> [Things to do]:
1. List every canon number cited in the passage on heresy.
2. Copy the rows word for word, from the line containing "stone dome interior" up to and including the final line of the rows.

> [Document passage]:
══════

Who does not believe all those things taught by the Magisterium of the Church?

"Any baptized person who … obstinately denies or doubts any of the truths proposed for belief by divine and Catholic faith, is a heretic." - Canon 1325

He who dissents even in one point from divinely revealed truth absolutely rejects all faith, since he thereby refuses to honour God as the supreme truth and the formal motive of faith. "In many things they are with me, in a few things not with me; but in those few things in which they are not with me the many things in which they are will not profit them" (St Augustine in Psalm. LIV, n.19). And this indeed most deservedly; for they who take from Christian doctrine what they please lean on their own judgements, not on faith; and not bringing into captivity every understanding unto the obedience of Christ (Cor. X,5), they more truly obey themselves than God. "You, who believe what you like of the gospels and believe not what you like, believe yourselves rather than the gospel." - St Augustine, lib. XVII., Contra Faustum Manichaeum, cap. 3

What are the Effects of Heresy?

Heresy deprives one of being a Member of the Church and places them in the state of perdition unless they abjure their error and return to the Catholic Faith (The Council of Florence, Dz 714). Heresy also deprives the offender of access to any of the Churches sacraments unless he first repents of his crime (Canons 731, 765, 795, 985, 1240).

══════

> [Supplied information]:
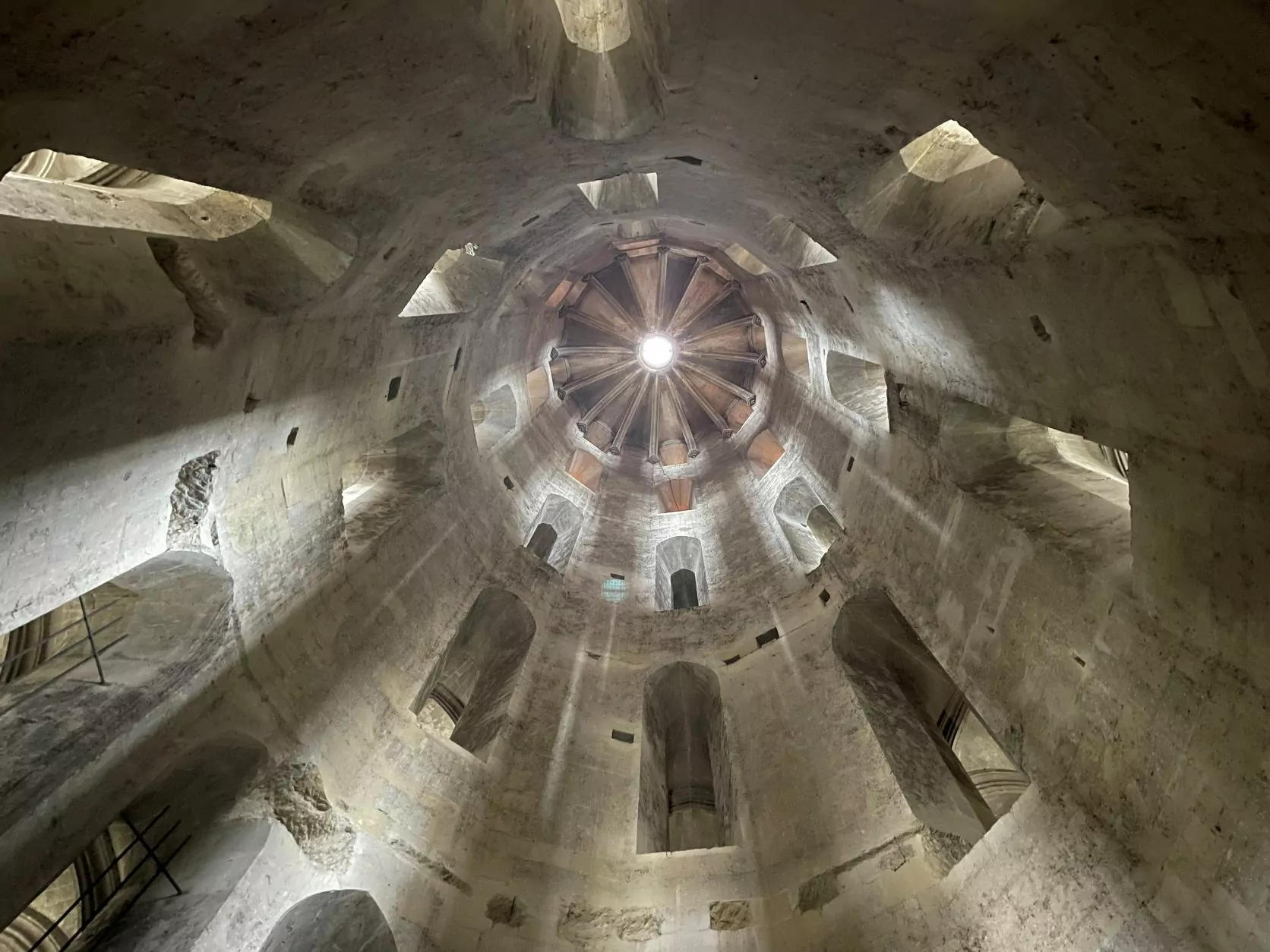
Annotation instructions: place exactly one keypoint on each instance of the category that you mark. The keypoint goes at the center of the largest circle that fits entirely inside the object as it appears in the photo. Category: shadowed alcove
(685, 793)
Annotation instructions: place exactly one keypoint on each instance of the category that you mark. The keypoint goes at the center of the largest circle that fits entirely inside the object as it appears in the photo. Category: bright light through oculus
(657, 351)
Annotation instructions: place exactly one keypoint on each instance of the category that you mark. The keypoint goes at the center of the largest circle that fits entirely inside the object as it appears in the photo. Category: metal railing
(90, 638)
(96, 906)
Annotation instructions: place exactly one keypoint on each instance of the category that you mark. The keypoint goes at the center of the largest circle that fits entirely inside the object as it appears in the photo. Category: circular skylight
(657, 351)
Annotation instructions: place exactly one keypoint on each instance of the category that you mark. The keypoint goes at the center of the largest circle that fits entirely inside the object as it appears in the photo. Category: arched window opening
(457, 285)
(765, 449)
(89, 895)
(807, 523)
(49, 648)
(555, 531)
(858, 385)
(954, 774)
(1060, 487)
(946, 189)
(172, 626)
(794, 355)
(74, 189)
(538, 385)
(681, 574)
(112, 891)
(333, 922)
(686, 793)
(472, 686)
(542, 541)
(493, 417)
(381, 487)
(684, 589)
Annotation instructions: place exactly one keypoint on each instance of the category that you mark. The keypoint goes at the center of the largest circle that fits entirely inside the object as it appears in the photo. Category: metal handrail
(14, 657)
(115, 861)
(58, 677)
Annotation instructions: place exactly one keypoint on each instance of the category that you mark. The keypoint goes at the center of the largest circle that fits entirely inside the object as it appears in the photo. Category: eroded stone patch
(729, 916)
(580, 923)
(504, 910)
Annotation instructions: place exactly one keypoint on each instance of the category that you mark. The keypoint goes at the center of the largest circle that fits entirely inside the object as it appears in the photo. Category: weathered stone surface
(1060, 216)
(583, 925)
(298, 797)
(817, 891)
(729, 914)
(347, 921)
(191, 499)
(504, 910)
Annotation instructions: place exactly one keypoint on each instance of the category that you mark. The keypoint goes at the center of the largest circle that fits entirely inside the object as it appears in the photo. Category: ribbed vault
(659, 291)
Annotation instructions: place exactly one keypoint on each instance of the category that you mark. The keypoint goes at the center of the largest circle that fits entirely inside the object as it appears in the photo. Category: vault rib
(689, 436)
(704, 404)
(574, 386)
(629, 415)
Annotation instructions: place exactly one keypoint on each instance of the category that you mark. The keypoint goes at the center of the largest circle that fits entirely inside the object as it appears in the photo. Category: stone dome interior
(634, 475)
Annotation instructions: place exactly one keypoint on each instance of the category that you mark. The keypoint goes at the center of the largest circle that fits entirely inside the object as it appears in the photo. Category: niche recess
(380, 487)
(493, 417)
(681, 574)
(1060, 489)
(472, 687)
(685, 793)
(555, 531)
(808, 525)
(954, 774)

══════

> [Exercise responses]:
1. 1325, 731, 765, 795, 985, 1240

2.
Annotation instructions: place exactly one keypoint on each instance of the category that you mark. The keypoint goes at the center of the largest circle that fits entirely inside the object as it appears in the photo. Category: stone dome interior
(634, 475)
Annotation instructions: place exactly one keypoint on each instance of the category that you mark. The keypoint goes at the center of the largest circle that fits entirely inside the object as it appears in the photo. Category: niche recess
(380, 487)
(493, 417)
(681, 574)
(1060, 489)
(472, 687)
(685, 793)
(555, 531)
(808, 525)
(954, 774)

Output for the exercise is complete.